Friday marked a happy homecoming for members of the North Carolina National Guard. Over 170 soldiers returned from overseas, deployed in places like Dubai, Kuwait, and Afghanistan. 

While some mothers, fathers, and children strained their necks to see their solider, Betty Lyles of Gastonia was not looking for her son. 

“He was there. But he wasn’t. He was there in spirit,” said Lyles. 

It was Alex’s life-long dream to be in the army, according to his mother, who adopted him when he was 5-years-old. But when he was getting ready for his physical to enlist, Alex learned he had stage four pulmonary arterial hypertension. 

“The doctors said the military was out. It was very rough on him. He had to be on oxygen. He had to be confined to his room.”

Alex's mother believes if he didn’t get that military physical, they would have never caught his critical heart condition. A hospice nurse made arrangements for Alex to join the National Guard for a day. He got to ride in the humvee, go through drills, and train with the troops.  The NC National Guard made him an honorary member, and gave him the rank of major. 

“He came home that day in full uniform, grinning from ear to ear."

PROVIDED DATA –
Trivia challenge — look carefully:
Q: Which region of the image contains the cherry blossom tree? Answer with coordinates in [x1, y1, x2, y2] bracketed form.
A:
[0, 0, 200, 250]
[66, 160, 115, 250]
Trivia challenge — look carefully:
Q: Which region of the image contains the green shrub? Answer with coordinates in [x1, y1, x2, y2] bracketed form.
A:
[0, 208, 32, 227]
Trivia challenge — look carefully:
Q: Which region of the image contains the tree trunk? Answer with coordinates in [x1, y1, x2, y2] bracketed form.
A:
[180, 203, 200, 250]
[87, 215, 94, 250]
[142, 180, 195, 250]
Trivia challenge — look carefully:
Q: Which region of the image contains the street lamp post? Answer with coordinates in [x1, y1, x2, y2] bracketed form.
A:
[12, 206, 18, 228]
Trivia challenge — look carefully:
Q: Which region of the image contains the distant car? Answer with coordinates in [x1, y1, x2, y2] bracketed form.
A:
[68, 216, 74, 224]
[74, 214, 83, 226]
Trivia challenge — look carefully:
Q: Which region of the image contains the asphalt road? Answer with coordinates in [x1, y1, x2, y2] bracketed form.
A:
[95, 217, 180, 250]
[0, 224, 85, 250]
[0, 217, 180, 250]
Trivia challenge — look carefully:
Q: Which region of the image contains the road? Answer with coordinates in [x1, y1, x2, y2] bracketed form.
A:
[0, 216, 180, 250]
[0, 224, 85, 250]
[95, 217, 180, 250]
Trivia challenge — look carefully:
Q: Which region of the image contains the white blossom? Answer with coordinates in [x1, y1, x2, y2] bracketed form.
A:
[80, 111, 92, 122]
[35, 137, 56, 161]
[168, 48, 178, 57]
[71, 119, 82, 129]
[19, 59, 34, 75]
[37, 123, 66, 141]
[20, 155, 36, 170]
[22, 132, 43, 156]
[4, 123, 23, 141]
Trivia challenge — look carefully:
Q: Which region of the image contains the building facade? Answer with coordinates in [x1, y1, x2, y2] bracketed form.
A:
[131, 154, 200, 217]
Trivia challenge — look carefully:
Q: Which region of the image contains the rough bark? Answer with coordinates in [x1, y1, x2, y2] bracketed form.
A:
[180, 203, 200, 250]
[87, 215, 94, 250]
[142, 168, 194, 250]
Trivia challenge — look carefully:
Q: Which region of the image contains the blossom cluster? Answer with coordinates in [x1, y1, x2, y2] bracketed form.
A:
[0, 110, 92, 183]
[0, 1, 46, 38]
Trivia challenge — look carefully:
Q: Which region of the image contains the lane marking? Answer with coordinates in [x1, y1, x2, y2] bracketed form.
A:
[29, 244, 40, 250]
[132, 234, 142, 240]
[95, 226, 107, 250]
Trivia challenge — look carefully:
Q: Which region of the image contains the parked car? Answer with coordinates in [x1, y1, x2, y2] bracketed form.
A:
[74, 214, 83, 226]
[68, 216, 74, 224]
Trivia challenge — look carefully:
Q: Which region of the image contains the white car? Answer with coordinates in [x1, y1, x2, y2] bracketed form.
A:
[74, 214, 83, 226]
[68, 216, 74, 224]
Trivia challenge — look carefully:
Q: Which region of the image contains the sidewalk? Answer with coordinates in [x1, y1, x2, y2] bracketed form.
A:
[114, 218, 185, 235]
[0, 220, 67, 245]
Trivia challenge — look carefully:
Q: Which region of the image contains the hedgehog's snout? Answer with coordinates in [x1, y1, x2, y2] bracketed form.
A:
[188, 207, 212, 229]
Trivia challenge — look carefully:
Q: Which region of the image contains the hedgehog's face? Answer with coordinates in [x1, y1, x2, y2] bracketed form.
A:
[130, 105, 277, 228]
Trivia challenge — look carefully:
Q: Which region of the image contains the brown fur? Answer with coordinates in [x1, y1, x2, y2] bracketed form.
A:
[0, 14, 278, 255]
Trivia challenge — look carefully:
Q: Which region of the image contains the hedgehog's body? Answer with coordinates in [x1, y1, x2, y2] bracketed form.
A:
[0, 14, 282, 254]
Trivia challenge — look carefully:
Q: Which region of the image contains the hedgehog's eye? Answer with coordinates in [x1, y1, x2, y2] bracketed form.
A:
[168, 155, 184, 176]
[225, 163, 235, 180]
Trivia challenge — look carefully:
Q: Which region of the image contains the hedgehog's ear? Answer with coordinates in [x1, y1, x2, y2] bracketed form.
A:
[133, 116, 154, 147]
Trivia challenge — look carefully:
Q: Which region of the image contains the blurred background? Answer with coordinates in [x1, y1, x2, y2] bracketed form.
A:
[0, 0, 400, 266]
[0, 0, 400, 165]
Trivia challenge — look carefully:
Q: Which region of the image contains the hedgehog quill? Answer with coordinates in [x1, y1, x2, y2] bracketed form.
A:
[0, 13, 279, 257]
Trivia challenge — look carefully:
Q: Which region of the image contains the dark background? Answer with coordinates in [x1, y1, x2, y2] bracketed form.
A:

WORK TASK A – Write out the National Guard homecoming passage between "It was Alex’s" and "rank of major.", inclusive.
WORK TASK B – Continue the National Guard homecoming passage, starting after its last sentence.
The items are unrelated to the National Guard homecoming passage.

ANSWER SPACE A –
It was Alex’s life-long dream to be in the army, according to his mother, who adopted him when he was 5-years-old. But when he was getting ready for his physical to enlist, Alex learned he had stage four pulmonary arterial hypertension. 

“The doctors said the military was out. It was very rough on him. He had to be on oxygen. He had to be confined to his room.”

Alex's mother believes if he didn’t get that military physical, they would have never caught his critical heart condition. A hospice nurse made arrangements for Alex to join the National Guard for a day. He got to ride in the humvee, go through drills, and train with the troops.  The NC National Guard made him an honorary member, and gave him the rank of major.

ANSWER SPACE B –
Alex was diagnosed with P.A.H. when he was 18-years-old and lost his battle when he was 24-years-old. But his journey did not end in the hospital. 

“They made a set for him on that first day, and on the day he died they gave me his dog tags. Col. Poovey took one back and he also gave me one of his and said he would take them to the deployment and when he came back he would present them to me."

Lyles followed the battalion on Facebook as they traveled through the Middle East, carrying a piece of her son. 

“After a while oversees, you build bonds with everyone here,” said Specialist Raekwon Davis. “They become your brothers.”  

During Friday’s ceremony it was all smiles, except for one solider shedding a tear. Moments later he returned Alex’s dog tags to his mother, Betty. 

“It was a conclusion,” said Lyles. “It was something he always wanted to do and he did it.”